» Document text:
**********

Private equity has long been a financial hive for investors seeking higher yields. Despite signs of stagnancy in deal-making activities in India, ‘control’ transactions continue to emerge as the key to unlocking greater value for investors. These transactions represent a larger financial game plan where investors guide the journey of their portfolio companies.
In the context of private equity, a ‘control’ transaction refers to an investment by a PE investor whereby it holds a significant ownership stake in the investee company, allowing the investor to exercise ‘control’ over the company’s management, operations, and strategic decisions.

**********

» Information supplied:
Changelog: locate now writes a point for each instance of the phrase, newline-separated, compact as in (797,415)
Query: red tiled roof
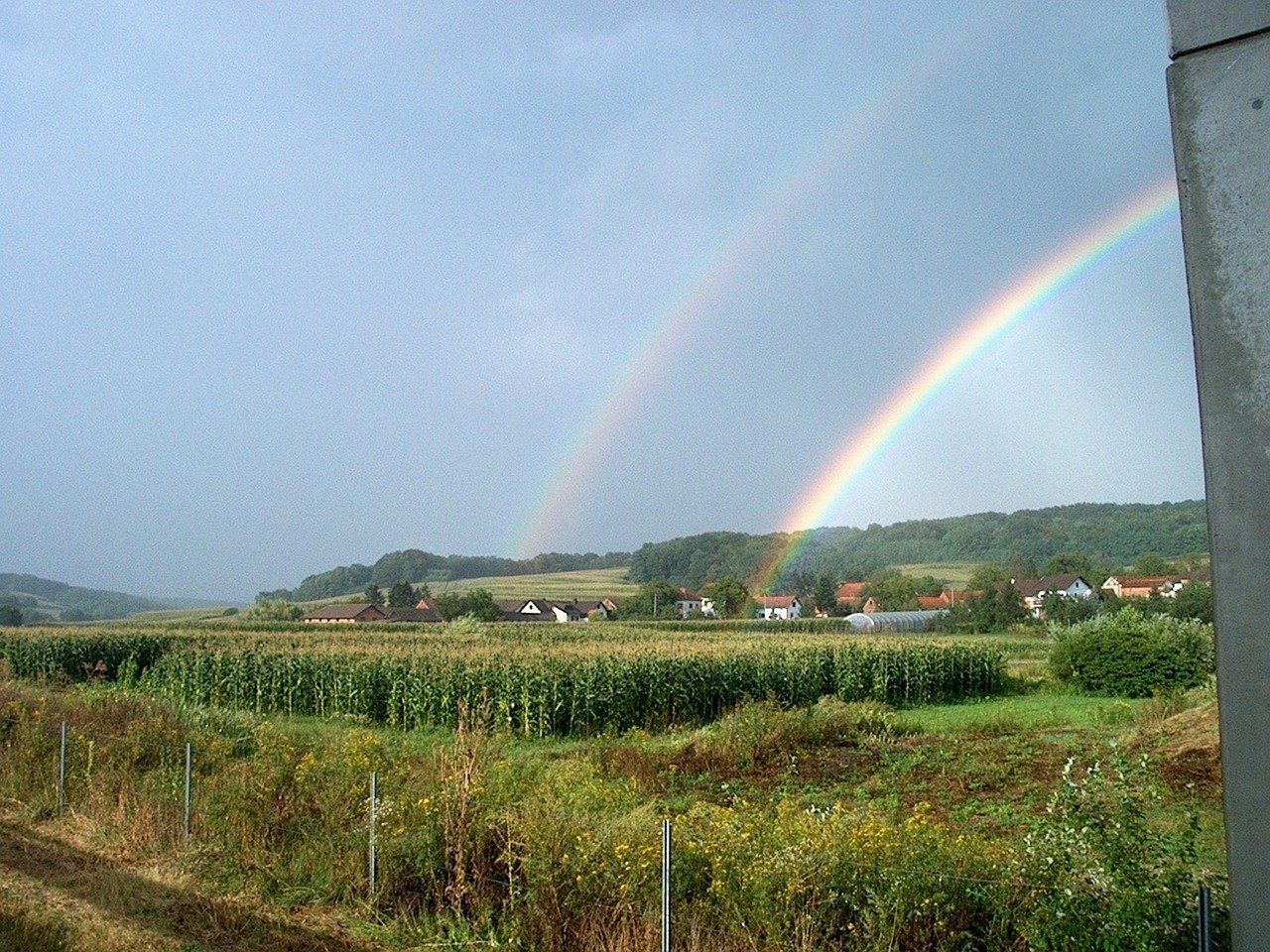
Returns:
(851,590)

**********

» Goal A:
Copy the private equity passage word for word, everything from "Private equity has" down to "and strategic decisions.".
» Goal B:
In the private equity passage, what allows a PE investor in a ‘control’ transaction to exercise control over the investee company? Explain in one to three sentences.
» Goal C:
Continue the passage on private equity ‘control’ transactions, starting after its last sentence.

» Task response A:
Private equity has long been a financial hive for investors seeking higher yields. Despite signs of stagnancy in deal-making activities in India, ‘control’ transactions continue to emerge as the key to unlocking greater value for investors. These transactions represent a larger financial game plan where investors guide the journey of their portfolio companies.
In the context of private equity, a ‘control’ transaction refers to an investment by a PE investor whereby it holds a significant ownership stake in the investee company, allowing the investor to exercise ‘control’ over the company’s management, operations, and strategic decisions.

» Task response B:
The investor holds a significant ownership stake in the investee company. That stake lets it exercise ‘control’ over the company’s management, operations, and strategic decisions.

» Task response C:
Some of the factors that suits control transactions are:
Succession issues: In India, 85% of incorporated businesses are family owned. Founders without succession plans often favour control transactions with private equities due to the pool of funds that can be accessed by them. For instance, promoters of Cipla were considering its sale due to succession issues;
Unwanted or non-core assets: Large Indian conglomerates are typically immersed in diverse industries. To increase focus on profitability, these conglomerates may choose to focus on their ‘core’ sectors. Resultantly, investment opportunities have cropped up for investors where conglomerates have sought to sell and monetize their non-core assets; and
Collective sale by investors’ consortium: In its growth cycle, companies raise several rounds of capital through various investors, resulting in a diversified capital table. To gain maximum value, a sale must be made to the best-suited buyer. Buyers typically give better value to acquire ‘control’ of a company, commonly referred to as ‘control premium’. Consequently, minority financial investors consider exiting collectively by delivering ‘control’ to the buyer.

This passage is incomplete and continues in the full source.